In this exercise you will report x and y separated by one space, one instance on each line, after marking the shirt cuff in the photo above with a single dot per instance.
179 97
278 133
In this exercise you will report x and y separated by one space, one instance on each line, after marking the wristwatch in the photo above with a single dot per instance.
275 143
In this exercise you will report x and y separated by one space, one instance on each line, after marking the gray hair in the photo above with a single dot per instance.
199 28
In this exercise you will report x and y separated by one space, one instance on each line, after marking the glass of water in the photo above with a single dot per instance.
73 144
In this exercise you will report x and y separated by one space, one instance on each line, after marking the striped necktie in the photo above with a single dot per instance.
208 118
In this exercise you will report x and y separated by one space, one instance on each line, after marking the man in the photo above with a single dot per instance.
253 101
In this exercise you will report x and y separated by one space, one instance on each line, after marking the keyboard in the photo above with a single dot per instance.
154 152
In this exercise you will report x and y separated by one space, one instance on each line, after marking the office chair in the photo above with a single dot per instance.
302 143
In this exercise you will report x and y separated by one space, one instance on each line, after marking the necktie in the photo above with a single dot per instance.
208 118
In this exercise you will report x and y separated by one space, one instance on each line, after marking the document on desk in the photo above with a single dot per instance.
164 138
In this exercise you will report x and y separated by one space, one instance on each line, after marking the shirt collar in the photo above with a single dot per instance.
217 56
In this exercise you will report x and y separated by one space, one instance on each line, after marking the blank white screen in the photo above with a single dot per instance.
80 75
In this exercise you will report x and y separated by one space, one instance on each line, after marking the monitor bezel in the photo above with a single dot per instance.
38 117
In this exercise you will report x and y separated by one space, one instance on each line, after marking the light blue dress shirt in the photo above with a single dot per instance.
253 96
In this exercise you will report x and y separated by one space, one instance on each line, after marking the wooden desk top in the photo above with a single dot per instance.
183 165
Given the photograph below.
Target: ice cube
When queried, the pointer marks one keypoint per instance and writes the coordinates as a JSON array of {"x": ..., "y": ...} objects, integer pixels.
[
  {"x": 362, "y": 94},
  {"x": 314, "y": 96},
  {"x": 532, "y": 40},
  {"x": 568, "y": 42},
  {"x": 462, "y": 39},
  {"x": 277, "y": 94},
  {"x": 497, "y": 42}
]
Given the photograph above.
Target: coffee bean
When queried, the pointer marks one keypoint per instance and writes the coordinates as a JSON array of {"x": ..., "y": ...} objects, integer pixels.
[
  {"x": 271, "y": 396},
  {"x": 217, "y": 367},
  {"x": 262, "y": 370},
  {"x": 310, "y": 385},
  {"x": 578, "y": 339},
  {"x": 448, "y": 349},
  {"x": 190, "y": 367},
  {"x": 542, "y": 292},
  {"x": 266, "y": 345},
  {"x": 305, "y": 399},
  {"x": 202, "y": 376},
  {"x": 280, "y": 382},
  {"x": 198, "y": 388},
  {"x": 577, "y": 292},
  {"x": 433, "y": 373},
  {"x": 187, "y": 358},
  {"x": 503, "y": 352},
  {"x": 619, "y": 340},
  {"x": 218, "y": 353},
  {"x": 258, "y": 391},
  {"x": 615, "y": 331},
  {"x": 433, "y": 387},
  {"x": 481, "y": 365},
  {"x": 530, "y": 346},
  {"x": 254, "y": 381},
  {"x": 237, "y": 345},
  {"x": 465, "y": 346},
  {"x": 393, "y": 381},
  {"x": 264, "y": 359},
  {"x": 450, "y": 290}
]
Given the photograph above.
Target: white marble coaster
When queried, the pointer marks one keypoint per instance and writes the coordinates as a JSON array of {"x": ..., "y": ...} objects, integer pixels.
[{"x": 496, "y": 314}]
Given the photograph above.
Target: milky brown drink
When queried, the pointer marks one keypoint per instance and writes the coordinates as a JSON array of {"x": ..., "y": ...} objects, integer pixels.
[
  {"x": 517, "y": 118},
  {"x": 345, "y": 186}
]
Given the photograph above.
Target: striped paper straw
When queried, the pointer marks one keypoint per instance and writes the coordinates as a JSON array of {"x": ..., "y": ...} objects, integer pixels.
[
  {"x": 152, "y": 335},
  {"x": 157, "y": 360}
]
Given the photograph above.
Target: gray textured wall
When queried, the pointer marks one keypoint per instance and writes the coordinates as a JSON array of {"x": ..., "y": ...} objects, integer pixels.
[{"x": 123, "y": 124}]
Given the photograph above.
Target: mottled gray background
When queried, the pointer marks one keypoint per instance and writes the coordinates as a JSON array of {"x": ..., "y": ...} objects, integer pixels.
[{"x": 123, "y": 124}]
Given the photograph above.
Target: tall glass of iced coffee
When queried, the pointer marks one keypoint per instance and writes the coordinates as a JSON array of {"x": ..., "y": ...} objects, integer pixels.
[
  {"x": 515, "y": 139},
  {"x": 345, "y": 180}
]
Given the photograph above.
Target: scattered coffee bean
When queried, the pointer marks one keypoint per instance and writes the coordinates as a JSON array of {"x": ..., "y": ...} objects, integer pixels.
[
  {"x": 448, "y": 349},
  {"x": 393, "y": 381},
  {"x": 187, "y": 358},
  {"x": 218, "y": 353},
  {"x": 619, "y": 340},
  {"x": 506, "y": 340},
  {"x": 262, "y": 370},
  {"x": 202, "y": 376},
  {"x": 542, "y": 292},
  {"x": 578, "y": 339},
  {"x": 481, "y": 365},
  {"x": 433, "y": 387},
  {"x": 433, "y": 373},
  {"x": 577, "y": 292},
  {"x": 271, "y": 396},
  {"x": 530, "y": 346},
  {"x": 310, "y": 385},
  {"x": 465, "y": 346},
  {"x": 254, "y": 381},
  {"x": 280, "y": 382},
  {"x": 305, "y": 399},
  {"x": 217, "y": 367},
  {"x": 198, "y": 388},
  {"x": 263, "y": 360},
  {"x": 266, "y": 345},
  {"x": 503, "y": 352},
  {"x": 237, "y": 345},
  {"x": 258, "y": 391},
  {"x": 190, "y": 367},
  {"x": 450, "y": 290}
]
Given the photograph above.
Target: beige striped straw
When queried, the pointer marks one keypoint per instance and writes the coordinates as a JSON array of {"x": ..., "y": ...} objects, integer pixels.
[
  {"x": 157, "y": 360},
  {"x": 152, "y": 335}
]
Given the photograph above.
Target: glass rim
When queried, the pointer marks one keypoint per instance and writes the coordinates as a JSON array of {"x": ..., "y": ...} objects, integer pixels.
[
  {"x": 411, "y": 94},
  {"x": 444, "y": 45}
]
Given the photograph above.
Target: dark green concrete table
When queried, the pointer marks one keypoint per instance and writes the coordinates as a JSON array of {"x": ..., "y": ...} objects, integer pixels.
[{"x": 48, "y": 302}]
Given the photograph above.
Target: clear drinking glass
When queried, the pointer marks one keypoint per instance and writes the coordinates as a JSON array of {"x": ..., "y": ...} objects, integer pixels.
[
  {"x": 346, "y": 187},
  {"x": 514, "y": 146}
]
# # # # # # #
» **What this task involves**: Transcribe the material above word for word.

» **Your solution**:
In this exercise you will report x and y separated by one space, one instance on each line, after marking the shirt cuff in the photo above with a single dot per instance.
179 97
278 133
In this exercise you will report x and y separated by one space, one instance on each line, after marking the wristwatch in the photo above with a single dot per instance.
275 143
In this exercise you will report x and y separated by one space, one instance on each line, after marking the gray hair in the photo above with a single dot per instance.
199 28
In this exercise you will report x and y separated by one space, one instance on each line, after marking the glass of water in the photo above with a single dot per instance.
73 144
In this exercise you will report x and y separated by one space, one instance on each line, after marking the striped necktie in the photo above with a single dot per instance.
208 118
In this exercise you will report x and y separated by one space, one instance on each line, after marking the man in the photo above with a single dot per instance.
253 101
In this exercise you will report x and y separated by one space, one instance on each line, after marking the keyboard in the photo above with a single dot per instance.
154 152
In this exercise you will report x and y separated by one space, one instance on each line, after marking the office chair in the photo above with a single dot per instance.
302 143
In this exercise you will report x and y separated by one space, one instance on each line, after marking the necktie in the photo above with a single dot per instance.
208 118
In this exercise you will report x and y separated by one space, one instance on each line, after marking the document on desk in the photo above with a single dot per instance.
164 138
In this exercise you will report x and y separated by one space, one instance on each line, after marking the shirt collar in the photo above with a single dot per instance.
217 56
In this exercise you will report x and y separated by one space, one instance on each line, after marking the blank white screen in the photo above with a single dot per instance.
80 75
In this exercise you will report x and y separated by one space, one instance on each line, after marking the monitor bezel in the photo above with a single dot per instance.
38 117
In this exercise you will report x and y separated by one space, one instance on each line, after marking the light blue dress shirt in the photo above with a single dot per instance.
253 96
In this exercise you will report x and y separated by one space, one instance on each line, after marking the wooden desk top in the photo above with a single dot per instance.
183 165
Given the photograph below.
Target: ice cube
When queried, the pointer marks one keypoint per instance and writes the coordinates as a JSON array of {"x": ..., "y": ...} objects, integer pixels.
[
  {"x": 362, "y": 94},
  {"x": 314, "y": 96},
  {"x": 532, "y": 40},
  {"x": 568, "y": 42},
  {"x": 462, "y": 39},
  {"x": 277, "y": 94},
  {"x": 497, "y": 42}
]
Given the photograph above.
Target: coffee bean
When queried, the pointer marks one keypoint per instance and writes the coordinates as a JSON array of {"x": ..., "y": ...} objects, integer pixels.
[
  {"x": 271, "y": 396},
  {"x": 217, "y": 367},
  {"x": 262, "y": 370},
  {"x": 310, "y": 385},
  {"x": 578, "y": 339},
  {"x": 448, "y": 349},
  {"x": 190, "y": 367},
  {"x": 542, "y": 292},
  {"x": 266, "y": 345},
  {"x": 305, "y": 399},
  {"x": 202, "y": 376},
  {"x": 280, "y": 382},
  {"x": 198, "y": 388},
  {"x": 577, "y": 292},
  {"x": 433, "y": 373},
  {"x": 187, "y": 358},
  {"x": 503, "y": 352},
  {"x": 619, "y": 340},
  {"x": 218, "y": 353},
  {"x": 258, "y": 391},
  {"x": 615, "y": 331},
  {"x": 433, "y": 387},
  {"x": 481, "y": 365},
  {"x": 530, "y": 346},
  {"x": 254, "y": 381},
  {"x": 237, "y": 345},
  {"x": 465, "y": 346},
  {"x": 393, "y": 381},
  {"x": 264, "y": 359},
  {"x": 450, "y": 290}
]
Given the photograph above.
Target: white marble coaster
When queried, the pointer marks one keypoint per instance and writes the coordinates as a JSON array of {"x": ..., "y": ...} objects, integer pixels.
[{"x": 496, "y": 314}]
Given the photograph above.
Target: milky brown drink
When queried, the pointer marks one keypoint per instance and writes the coordinates as a JSON array of {"x": ..., "y": ...} objects, integer pixels.
[
  {"x": 517, "y": 118},
  {"x": 345, "y": 186}
]
Given the photograph above.
Target: striped paper straw
When queried, the pointer marks one keypoint per instance and writes the coordinates as a JSON array of {"x": ..., "y": ...} objects, integer pixels.
[
  {"x": 152, "y": 335},
  {"x": 157, "y": 360}
]
Given the photograph above.
Target: gray textured wall
When queried, the pointer marks one keypoint per instance and writes the coordinates as a JSON array of {"x": ..., "y": ...} objects, integer pixels.
[{"x": 123, "y": 124}]
Given the photograph above.
Target: mottled gray background
When queried, the pointer marks one keypoint per instance and writes the coordinates as a JSON array of {"x": ..., "y": ...} objects, integer pixels.
[{"x": 123, "y": 124}]
Given the photograph above.
Target: tall glass of iced coffee
When queried, the pointer marks one keypoint per instance and writes the coordinates as a JSON array of {"x": ..., "y": ...} objects, integer pixels.
[
  {"x": 515, "y": 139},
  {"x": 345, "y": 180}
]
Given the photograph above.
Target: scattered coffee bean
When queried, the pointer marks one keypoint per instance and writes the coordinates as a JSON array of {"x": ..., "y": ...} objects, integer pixels.
[
  {"x": 448, "y": 349},
  {"x": 393, "y": 381},
  {"x": 187, "y": 358},
  {"x": 218, "y": 353},
  {"x": 619, "y": 340},
  {"x": 506, "y": 340},
  {"x": 262, "y": 370},
  {"x": 202, "y": 376},
  {"x": 542, "y": 292},
  {"x": 578, "y": 339},
  {"x": 481, "y": 365},
  {"x": 433, "y": 387},
  {"x": 433, "y": 373},
  {"x": 577, "y": 292},
  {"x": 271, "y": 396},
  {"x": 530, "y": 346},
  {"x": 310, "y": 385},
  {"x": 465, "y": 346},
  {"x": 254, "y": 381},
  {"x": 280, "y": 382},
  {"x": 305, "y": 399},
  {"x": 217, "y": 367},
  {"x": 198, "y": 388},
  {"x": 263, "y": 360},
  {"x": 266, "y": 345},
  {"x": 503, "y": 352},
  {"x": 237, "y": 345},
  {"x": 258, "y": 391},
  {"x": 190, "y": 367},
  {"x": 450, "y": 290}
]
Given the photograph above.
Target: beige striped straw
When queried, the pointer marks one keypoint per instance and writes the coordinates as a JSON array of {"x": ..., "y": ...} objects, integer pixels.
[
  {"x": 157, "y": 360},
  {"x": 152, "y": 335}
]
Given the photograph above.
Target: glass rim
When queried, the pointer marks one keypoint per instance and writes the coordinates as a JSON array of {"x": ..., "y": ...} objects, integer pixels.
[
  {"x": 411, "y": 94},
  {"x": 444, "y": 45}
]
Given the photograph above.
Target: dark green concrete table
When queried, the pointer marks one keypoint per instance and writes the coordinates as a JSON array of {"x": ..., "y": ...} objects, integer pixels.
[{"x": 48, "y": 302}]
Given the photograph above.
Target: clear drinking glass
When queried, the pointer marks one keypoint per instance and writes the coordinates as a JSON array of {"x": ..., "y": ...} objects, integer pixels.
[
  {"x": 346, "y": 187},
  {"x": 514, "y": 146}
]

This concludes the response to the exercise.